= Exercise passage =
The South African Chamber of Commerce and Industry (Sacci) has sounded a stark warning over the escalating conflict in the Middle East, saying the crisis is already destabilising global markets and poses a serious threat to South Africa’s economic recovery prospects.
The business lobby group on Monday said the war, which has disrupted shipping routes and pushed oil prices sharply higher, is triggering ripple effects across the global economy that are being felt in emerging markets such as South Africa.
Brent crude traded above $113 per barrel on Monday after earlier touching $115 as investors reacted to renewed tensions and uncertainty over the reopening of the Strait of Hormuz, one of the world’s most critical energy corridors.
The narrow waterway carries roughly a fifth of global oil supplies, and any disruption has an immediate impact on global prices and shipping costs.
Sacci CEO Alan Mukoki said the conflict had evolved beyond a regional dispute and was now dragging the broader global community into an “unsustainable conflagration”.
“The rise in the oil price and the blockages happening in international waters in terms of trade and the movement of ships and goods will definitely have a significant effect on global supply chains,” Mukoki said.

Object descriptions in free text:
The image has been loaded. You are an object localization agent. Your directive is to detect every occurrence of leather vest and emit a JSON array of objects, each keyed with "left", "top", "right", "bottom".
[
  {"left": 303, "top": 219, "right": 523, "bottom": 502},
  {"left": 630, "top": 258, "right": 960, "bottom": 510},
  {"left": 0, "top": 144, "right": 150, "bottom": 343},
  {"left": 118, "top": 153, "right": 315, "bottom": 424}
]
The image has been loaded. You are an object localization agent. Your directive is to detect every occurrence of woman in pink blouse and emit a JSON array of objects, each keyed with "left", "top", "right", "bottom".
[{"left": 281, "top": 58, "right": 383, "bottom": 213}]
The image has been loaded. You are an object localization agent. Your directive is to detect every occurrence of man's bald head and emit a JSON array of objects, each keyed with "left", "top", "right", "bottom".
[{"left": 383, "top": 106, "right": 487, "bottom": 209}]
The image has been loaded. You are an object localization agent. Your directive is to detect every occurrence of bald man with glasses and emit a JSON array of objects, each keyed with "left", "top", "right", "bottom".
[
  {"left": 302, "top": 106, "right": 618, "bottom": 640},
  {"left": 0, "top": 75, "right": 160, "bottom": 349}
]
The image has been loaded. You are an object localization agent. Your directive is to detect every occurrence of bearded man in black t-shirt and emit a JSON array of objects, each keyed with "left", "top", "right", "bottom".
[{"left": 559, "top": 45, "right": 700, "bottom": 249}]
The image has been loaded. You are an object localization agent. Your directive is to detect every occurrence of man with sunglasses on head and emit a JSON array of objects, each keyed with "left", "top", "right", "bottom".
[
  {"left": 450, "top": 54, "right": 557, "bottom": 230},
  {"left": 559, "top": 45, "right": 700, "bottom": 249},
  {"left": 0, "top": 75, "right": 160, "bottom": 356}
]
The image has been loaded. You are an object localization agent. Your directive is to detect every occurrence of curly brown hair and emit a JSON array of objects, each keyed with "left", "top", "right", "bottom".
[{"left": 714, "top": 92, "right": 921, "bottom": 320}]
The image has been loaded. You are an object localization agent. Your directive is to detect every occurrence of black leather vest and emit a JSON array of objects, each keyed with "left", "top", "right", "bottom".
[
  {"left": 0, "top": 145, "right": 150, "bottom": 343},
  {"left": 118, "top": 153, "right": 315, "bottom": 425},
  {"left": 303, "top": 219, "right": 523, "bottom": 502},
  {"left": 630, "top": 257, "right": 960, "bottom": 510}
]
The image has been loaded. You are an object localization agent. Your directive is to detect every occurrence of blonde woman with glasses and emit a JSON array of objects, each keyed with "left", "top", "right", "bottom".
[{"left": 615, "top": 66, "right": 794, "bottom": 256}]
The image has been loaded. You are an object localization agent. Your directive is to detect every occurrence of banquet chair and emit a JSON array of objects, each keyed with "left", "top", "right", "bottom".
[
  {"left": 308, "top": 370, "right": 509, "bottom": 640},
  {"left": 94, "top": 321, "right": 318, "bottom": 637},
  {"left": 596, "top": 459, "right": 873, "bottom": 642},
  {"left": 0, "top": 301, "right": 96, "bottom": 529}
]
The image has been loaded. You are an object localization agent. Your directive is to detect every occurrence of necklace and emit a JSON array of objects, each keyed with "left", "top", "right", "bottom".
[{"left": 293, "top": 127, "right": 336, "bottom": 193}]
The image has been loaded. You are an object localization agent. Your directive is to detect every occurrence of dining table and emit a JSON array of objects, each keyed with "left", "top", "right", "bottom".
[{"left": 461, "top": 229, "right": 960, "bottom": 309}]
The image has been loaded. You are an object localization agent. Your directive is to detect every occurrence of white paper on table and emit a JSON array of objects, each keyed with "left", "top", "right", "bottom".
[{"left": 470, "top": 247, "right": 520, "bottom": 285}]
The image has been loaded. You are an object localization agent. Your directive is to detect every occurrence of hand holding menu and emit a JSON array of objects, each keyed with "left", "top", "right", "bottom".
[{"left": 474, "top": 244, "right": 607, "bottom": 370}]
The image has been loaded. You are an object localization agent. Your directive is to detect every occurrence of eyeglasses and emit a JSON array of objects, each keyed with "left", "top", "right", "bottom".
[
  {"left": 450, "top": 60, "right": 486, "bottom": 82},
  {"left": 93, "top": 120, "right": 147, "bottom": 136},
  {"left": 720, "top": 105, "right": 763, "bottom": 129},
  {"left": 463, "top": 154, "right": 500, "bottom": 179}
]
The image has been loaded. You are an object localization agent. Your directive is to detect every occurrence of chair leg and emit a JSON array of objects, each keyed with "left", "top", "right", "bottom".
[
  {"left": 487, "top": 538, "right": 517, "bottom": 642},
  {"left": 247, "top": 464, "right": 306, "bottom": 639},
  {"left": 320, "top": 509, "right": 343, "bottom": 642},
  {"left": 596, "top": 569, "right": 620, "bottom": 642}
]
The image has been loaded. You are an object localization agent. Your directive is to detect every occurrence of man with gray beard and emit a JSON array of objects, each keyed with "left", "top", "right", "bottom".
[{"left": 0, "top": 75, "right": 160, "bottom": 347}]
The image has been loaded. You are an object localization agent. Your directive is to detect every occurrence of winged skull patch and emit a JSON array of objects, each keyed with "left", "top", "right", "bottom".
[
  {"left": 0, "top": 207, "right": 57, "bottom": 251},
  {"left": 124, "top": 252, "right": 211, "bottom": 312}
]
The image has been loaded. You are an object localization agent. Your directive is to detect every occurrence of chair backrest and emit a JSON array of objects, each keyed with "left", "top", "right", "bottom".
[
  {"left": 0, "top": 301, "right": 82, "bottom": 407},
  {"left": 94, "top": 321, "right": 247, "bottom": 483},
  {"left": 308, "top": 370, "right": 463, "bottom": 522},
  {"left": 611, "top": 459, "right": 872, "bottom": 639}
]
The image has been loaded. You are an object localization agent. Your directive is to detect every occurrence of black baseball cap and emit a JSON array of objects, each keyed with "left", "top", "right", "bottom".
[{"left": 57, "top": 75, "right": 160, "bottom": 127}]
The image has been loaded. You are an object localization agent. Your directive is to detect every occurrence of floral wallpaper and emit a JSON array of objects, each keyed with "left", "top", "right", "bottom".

= Tasks =
a. Output the passage of the Sacci article from "The business lobby" up to and including "and shipping costs.".
b. Based on the Sacci article, explain in one to three sentences why a disruption in the Strait of Hormuz matters for oil prices.
c. Summarize the Sacci article in two sentences.
The listing has no connection to the Sacci article.

= Responses per task =
a.
The business lobby group on Monday said the war, which has disrupted shipping routes and pushed oil prices sharply higher, is triggering ripple effects across the global economy that are being felt in emerging markets such as South Africa.
Brent crude traded above $113 per barrel on Monday after earlier touching $115 as investors reacted to renewed tensions and uncertainty over the reopening of the Strait of Hormuz, one of the world’s most critical energy corridors.
The narrow waterway carries roughly a fifth of global oil supplies, and any disruption has an immediate impact on global prices and shipping costs.

b. The Strait of Hormuz carries roughly a fifth of global oil supplies, so any disruption there immediately affects global prices and shipping costs.

c. The South African Chamber of Commerce and Industry warned that the escalating Middle East conflict is destabilizing global markets and threatens South Africa's economic recovery, as disrupted shipping routes and higher oil prices ripple through emerging markets. With Brent crude above $113 a barrel amid uncertainty over the Strait of Hormuz, Sacci CEO Alan Mukoki said the conflict had grown beyond a regional dispute and would significantly affect global supply chains.